> [RECORD EXTRACTS]
************
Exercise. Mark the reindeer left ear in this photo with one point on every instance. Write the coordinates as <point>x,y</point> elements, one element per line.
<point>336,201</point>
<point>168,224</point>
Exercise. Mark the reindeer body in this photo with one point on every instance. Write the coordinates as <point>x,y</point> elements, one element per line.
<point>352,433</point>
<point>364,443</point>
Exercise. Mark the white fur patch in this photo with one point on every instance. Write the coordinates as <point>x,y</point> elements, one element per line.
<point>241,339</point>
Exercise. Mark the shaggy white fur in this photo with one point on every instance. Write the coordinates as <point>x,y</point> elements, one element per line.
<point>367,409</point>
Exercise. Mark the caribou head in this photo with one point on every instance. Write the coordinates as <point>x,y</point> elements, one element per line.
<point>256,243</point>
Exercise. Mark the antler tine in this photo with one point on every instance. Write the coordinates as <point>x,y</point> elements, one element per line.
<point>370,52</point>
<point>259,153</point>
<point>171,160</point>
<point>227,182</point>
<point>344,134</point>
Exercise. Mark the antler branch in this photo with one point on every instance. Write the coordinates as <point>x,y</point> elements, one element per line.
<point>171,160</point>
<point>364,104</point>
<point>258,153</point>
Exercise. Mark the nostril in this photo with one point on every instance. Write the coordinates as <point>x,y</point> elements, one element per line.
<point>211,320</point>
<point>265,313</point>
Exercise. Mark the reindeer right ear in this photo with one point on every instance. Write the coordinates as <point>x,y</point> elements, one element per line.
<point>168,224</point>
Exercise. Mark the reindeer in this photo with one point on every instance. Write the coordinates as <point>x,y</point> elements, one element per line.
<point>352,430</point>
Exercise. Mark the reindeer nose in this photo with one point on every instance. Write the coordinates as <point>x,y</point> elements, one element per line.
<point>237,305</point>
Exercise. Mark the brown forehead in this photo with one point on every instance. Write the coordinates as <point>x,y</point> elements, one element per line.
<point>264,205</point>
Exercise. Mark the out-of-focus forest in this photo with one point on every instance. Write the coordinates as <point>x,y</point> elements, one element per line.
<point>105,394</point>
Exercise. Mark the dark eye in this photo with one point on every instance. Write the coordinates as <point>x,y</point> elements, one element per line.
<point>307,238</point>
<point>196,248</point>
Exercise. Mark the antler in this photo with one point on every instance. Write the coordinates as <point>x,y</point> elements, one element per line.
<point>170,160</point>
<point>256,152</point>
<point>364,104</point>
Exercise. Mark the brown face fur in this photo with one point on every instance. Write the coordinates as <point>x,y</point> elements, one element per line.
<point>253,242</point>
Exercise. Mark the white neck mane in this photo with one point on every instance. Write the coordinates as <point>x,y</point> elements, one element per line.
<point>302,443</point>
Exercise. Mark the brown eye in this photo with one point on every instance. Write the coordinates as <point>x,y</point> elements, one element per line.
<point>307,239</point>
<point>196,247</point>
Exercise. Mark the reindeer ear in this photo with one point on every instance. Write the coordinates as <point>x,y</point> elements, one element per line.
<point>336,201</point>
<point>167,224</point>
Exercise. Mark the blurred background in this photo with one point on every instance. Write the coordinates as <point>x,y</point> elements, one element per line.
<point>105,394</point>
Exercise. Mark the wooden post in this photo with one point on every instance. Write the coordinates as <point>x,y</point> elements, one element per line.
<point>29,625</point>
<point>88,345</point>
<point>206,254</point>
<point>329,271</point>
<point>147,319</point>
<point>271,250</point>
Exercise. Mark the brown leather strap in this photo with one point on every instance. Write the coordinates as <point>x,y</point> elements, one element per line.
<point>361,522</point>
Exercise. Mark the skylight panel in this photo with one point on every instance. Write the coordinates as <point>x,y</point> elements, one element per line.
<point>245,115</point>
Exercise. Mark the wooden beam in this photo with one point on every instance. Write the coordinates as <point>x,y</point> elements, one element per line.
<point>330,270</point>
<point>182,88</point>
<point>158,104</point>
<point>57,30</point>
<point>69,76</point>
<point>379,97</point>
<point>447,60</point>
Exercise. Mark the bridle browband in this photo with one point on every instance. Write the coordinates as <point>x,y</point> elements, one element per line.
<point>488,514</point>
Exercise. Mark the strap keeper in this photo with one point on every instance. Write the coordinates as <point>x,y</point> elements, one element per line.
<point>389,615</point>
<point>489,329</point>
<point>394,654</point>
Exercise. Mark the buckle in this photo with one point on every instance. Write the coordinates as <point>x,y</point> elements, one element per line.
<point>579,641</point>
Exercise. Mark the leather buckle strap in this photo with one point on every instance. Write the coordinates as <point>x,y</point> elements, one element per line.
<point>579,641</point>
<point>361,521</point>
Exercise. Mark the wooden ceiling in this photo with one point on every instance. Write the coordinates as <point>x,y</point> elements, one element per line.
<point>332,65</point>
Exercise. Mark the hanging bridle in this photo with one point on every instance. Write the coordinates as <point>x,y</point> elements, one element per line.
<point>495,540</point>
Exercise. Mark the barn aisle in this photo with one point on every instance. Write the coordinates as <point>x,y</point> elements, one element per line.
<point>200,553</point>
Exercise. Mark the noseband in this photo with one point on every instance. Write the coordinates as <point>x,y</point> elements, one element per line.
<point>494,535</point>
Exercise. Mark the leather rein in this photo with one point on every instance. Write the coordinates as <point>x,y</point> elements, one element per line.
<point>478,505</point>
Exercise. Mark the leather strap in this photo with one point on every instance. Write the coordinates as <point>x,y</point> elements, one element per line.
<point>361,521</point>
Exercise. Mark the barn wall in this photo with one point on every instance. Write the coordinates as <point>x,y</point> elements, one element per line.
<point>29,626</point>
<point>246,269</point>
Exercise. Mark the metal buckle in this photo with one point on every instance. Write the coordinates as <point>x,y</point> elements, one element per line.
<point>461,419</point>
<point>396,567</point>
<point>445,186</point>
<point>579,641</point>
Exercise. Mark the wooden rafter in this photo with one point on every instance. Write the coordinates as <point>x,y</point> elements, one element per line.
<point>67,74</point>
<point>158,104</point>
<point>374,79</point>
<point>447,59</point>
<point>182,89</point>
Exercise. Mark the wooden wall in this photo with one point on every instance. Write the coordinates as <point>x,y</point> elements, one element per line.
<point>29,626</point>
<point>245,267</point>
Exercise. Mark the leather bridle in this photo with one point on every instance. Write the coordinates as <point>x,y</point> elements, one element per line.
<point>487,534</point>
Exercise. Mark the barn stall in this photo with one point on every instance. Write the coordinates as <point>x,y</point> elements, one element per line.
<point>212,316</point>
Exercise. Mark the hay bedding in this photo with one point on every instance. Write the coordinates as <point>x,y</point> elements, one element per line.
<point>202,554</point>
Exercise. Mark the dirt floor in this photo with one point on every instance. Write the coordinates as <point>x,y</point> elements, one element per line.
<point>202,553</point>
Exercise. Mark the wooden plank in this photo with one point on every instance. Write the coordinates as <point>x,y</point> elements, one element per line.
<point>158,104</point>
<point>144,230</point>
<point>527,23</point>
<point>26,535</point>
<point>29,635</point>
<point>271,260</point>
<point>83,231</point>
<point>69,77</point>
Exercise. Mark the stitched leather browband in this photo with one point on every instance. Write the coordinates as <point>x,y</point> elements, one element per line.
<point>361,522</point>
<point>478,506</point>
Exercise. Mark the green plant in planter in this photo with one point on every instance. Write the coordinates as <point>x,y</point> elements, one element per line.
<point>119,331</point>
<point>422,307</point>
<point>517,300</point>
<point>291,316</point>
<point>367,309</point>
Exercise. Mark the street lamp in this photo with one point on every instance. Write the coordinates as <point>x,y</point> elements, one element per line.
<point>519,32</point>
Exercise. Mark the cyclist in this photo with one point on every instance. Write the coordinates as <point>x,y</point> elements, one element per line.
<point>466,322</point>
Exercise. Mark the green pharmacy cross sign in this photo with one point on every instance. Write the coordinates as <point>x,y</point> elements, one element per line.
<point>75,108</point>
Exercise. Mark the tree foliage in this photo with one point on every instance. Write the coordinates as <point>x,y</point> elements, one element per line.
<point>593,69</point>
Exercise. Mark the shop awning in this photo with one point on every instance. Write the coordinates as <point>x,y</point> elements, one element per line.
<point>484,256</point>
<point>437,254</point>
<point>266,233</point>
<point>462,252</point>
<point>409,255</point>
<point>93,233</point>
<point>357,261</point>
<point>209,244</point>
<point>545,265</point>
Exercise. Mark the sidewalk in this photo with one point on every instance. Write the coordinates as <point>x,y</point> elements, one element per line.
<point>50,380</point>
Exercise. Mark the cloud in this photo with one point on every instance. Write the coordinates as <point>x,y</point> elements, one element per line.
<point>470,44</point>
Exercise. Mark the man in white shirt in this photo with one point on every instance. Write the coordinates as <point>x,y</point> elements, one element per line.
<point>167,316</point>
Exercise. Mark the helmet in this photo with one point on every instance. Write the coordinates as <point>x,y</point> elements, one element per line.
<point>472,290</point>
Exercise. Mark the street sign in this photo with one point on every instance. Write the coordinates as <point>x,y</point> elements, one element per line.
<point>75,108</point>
************
> [SET EXERCISE] Convert the part of the listing above that opens with its first line and closes with the line containing "<point>256,243</point>" into a numbered list, leaving out any blank lines.

> [SOLUTION]
1. Exercise. Mark the reindeer left ear in this photo with one point on every instance. Write the coordinates as <point>x,y</point> elements, one element per line.
2. <point>336,201</point>
3. <point>168,224</point>
4. Exercise. Mark the reindeer body in this photo with one point on every instance. Write the coordinates as <point>x,y</point> elements, one element per line.
5. <point>352,433</point>
6. <point>364,443</point>
7. Exercise. Mark the white fur patch in this photo with one point on every instance. Write the coordinates as <point>x,y</point> elements, one element per line.
8. <point>241,339</point>
9. Exercise. Mark the shaggy white fur in this photo with one point on every instance. Write the coordinates as <point>x,y</point> elements, one element per line.
10. <point>367,409</point>
11. Exercise. Mark the caribou head in this photo with one point on every instance. Write the coordinates as <point>x,y</point> elements, one element per line.
12. <point>256,243</point>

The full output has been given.